--- Begin Dataset entries ---
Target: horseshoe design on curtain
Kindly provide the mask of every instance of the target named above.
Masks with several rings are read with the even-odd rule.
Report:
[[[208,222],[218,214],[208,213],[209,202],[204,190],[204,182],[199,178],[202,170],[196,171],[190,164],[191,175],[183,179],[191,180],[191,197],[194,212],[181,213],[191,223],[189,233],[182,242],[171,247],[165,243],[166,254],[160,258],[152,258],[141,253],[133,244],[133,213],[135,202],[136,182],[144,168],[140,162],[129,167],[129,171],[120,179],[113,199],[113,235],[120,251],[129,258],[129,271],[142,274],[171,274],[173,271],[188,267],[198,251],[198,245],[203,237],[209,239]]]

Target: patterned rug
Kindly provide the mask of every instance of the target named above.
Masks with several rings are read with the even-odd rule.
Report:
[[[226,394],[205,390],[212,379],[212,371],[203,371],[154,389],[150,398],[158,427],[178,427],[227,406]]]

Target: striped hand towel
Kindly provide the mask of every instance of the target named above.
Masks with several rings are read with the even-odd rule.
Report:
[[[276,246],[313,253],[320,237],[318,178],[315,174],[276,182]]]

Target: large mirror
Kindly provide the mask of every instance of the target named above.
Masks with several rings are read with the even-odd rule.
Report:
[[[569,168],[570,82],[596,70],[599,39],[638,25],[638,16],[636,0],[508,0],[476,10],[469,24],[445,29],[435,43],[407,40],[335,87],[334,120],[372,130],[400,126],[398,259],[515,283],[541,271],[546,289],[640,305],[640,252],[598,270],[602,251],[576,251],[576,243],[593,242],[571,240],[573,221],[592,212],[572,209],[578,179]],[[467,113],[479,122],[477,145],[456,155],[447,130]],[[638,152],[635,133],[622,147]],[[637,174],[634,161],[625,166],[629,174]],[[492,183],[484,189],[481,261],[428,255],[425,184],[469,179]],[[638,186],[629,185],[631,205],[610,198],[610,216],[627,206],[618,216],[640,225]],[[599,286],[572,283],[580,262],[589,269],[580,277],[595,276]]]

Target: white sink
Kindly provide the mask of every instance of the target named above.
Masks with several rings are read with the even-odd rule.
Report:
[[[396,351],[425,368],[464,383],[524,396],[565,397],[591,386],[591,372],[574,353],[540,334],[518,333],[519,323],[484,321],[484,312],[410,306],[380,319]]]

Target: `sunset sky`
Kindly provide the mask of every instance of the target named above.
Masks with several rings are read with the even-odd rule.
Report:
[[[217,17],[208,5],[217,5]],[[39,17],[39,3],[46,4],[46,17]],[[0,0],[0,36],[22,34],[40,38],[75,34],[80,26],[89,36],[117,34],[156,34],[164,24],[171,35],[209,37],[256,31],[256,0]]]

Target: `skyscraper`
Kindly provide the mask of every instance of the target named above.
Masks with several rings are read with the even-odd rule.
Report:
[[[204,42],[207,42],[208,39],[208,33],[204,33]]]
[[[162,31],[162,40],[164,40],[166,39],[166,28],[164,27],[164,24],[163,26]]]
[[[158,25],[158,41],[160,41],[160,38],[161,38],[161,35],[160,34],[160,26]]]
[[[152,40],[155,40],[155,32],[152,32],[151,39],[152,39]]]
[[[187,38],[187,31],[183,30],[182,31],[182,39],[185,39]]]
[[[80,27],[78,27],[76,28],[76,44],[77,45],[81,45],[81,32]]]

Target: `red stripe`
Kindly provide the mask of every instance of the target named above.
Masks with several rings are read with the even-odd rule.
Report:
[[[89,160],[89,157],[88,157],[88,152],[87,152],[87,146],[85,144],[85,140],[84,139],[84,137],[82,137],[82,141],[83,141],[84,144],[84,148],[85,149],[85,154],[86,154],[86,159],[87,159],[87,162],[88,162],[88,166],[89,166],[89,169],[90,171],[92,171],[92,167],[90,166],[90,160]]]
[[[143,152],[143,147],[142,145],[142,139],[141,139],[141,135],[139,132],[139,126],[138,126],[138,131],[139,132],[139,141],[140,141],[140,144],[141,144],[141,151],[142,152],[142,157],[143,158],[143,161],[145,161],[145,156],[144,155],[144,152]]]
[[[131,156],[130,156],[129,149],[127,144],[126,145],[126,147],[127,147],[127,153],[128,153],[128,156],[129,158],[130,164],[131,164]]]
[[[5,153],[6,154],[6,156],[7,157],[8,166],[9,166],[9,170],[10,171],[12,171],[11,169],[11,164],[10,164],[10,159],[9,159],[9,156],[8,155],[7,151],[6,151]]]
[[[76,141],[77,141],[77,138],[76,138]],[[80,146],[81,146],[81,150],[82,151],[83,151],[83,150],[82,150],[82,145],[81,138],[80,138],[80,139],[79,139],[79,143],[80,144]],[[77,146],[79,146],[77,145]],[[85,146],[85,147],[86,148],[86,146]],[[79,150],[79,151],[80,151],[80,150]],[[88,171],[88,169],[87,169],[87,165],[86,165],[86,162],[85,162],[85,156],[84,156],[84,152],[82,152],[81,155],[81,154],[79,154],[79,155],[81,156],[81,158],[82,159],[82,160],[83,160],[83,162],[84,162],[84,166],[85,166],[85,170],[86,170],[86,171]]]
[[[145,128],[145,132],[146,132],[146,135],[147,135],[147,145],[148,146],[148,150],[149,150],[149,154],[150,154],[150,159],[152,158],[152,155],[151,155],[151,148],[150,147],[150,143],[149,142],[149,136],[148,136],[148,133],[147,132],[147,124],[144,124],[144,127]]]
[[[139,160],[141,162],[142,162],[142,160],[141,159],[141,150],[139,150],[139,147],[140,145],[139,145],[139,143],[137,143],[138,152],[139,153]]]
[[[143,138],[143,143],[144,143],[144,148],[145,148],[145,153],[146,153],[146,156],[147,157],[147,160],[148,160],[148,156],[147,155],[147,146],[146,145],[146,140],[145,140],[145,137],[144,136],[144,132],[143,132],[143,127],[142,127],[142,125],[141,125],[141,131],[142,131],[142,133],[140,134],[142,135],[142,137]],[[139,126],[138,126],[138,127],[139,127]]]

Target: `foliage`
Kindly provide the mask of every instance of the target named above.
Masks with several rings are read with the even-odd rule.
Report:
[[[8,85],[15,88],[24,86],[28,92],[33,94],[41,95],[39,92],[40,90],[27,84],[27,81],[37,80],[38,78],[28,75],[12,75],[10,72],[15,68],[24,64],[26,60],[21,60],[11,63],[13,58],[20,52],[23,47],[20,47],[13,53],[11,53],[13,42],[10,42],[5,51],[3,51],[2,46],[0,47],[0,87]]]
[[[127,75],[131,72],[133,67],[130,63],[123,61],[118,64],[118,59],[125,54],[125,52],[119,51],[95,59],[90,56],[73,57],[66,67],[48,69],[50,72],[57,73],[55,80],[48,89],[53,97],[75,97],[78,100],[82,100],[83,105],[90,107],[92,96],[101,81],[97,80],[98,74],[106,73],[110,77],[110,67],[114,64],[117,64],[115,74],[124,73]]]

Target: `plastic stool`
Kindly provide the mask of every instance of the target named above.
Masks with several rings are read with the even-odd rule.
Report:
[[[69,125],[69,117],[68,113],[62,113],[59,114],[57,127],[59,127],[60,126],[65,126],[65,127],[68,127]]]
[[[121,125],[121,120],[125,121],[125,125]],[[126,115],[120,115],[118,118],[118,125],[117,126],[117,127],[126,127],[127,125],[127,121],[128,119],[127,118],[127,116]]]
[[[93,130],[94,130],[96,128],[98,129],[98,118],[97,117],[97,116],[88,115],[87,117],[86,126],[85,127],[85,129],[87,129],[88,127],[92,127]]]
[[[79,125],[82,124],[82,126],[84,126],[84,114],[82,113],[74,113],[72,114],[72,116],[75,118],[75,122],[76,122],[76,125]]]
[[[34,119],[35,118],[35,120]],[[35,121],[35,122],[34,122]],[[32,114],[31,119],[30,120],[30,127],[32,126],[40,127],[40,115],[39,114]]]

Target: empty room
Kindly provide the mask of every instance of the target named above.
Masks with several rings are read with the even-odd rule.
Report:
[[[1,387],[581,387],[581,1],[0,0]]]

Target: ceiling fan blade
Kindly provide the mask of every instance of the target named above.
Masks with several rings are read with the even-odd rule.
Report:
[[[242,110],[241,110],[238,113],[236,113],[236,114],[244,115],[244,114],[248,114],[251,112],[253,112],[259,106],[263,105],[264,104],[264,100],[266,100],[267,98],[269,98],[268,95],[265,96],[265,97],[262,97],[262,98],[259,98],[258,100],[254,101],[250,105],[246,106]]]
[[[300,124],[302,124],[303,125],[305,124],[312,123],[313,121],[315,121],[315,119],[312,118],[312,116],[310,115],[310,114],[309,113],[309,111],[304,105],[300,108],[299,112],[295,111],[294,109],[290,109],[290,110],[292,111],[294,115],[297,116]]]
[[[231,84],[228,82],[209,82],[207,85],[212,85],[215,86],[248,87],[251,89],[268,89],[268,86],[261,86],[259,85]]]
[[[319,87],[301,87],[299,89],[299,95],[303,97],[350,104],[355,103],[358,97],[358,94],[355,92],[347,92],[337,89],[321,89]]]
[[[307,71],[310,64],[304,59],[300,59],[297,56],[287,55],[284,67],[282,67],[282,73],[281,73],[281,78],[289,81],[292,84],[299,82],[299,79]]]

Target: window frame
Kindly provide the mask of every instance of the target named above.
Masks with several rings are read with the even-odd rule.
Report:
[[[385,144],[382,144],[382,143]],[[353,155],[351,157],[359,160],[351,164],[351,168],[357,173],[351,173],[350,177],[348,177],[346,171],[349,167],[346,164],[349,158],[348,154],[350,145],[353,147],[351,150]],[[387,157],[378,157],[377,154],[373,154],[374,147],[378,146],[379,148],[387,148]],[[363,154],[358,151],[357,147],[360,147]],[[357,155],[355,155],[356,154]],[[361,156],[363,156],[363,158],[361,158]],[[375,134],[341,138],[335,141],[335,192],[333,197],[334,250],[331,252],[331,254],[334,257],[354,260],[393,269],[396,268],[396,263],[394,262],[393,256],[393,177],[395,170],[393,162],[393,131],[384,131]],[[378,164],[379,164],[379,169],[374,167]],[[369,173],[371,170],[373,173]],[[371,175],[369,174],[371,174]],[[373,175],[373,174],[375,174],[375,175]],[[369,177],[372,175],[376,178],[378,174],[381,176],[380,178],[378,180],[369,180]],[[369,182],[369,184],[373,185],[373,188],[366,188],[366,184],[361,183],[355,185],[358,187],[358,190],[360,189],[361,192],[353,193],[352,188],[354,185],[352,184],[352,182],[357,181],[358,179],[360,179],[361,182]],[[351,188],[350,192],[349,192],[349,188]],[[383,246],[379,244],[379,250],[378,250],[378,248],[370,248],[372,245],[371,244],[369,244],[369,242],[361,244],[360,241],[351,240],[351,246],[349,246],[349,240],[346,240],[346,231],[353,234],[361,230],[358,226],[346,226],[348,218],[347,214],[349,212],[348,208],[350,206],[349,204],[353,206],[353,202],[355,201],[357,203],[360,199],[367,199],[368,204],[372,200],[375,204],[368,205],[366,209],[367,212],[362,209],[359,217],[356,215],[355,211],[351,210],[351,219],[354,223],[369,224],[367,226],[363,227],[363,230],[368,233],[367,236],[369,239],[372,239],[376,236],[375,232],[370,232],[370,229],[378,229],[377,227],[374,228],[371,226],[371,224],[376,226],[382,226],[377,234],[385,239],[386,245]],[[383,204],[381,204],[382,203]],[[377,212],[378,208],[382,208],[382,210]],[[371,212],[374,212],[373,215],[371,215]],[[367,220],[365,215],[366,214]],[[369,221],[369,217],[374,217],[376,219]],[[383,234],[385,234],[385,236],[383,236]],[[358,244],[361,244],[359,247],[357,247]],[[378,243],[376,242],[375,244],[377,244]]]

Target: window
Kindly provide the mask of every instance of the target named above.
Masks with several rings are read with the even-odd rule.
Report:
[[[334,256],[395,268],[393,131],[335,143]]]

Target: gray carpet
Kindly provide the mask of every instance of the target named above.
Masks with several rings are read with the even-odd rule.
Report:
--- End Dataset entries ---
--- Task brief ---
Copy the entries from the start through the line containing "[[[276,246],[313,253],[320,237],[318,178],[315,174],[276,182]]]", substituting "Output" for each "Report" and keeping everything else the same.

--- Complete answer ---
Target: horseshoe design on curtain
Kindly provide the mask of every instance of the target named above.
Masks with several rings are read with the even-odd rule.
Output:
[[[208,222],[218,214],[208,213],[209,202],[204,190],[204,182],[199,178],[202,170],[196,171],[190,164],[191,175],[183,179],[191,180],[191,197],[194,212],[181,213],[191,223],[189,233],[182,242],[171,247],[165,243],[166,254],[160,258],[152,258],[141,253],[133,244],[133,213],[135,202],[136,182],[144,168],[140,162],[129,167],[129,171],[120,179],[113,199],[113,235],[120,251],[129,258],[129,271],[142,274],[171,274],[173,271],[188,267],[198,251],[198,245],[203,237],[209,239]]]

Target: patterned rug
Kindly provide the mask of every instance of the target named above.
Masks with several rings are read with the even-odd rule.
Output:
[[[226,394],[205,390],[212,379],[212,371],[203,371],[154,389],[150,398],[158,427],[178,427],[227,406]]]

Target: striped hand towel
Kindly provide the mask of every instance of the target named above.
Masks with several rings are read with the even-odd rule.
Output:
[[[276,246],[313,253],[320,237],[318,178],[315,174],[276,182]]]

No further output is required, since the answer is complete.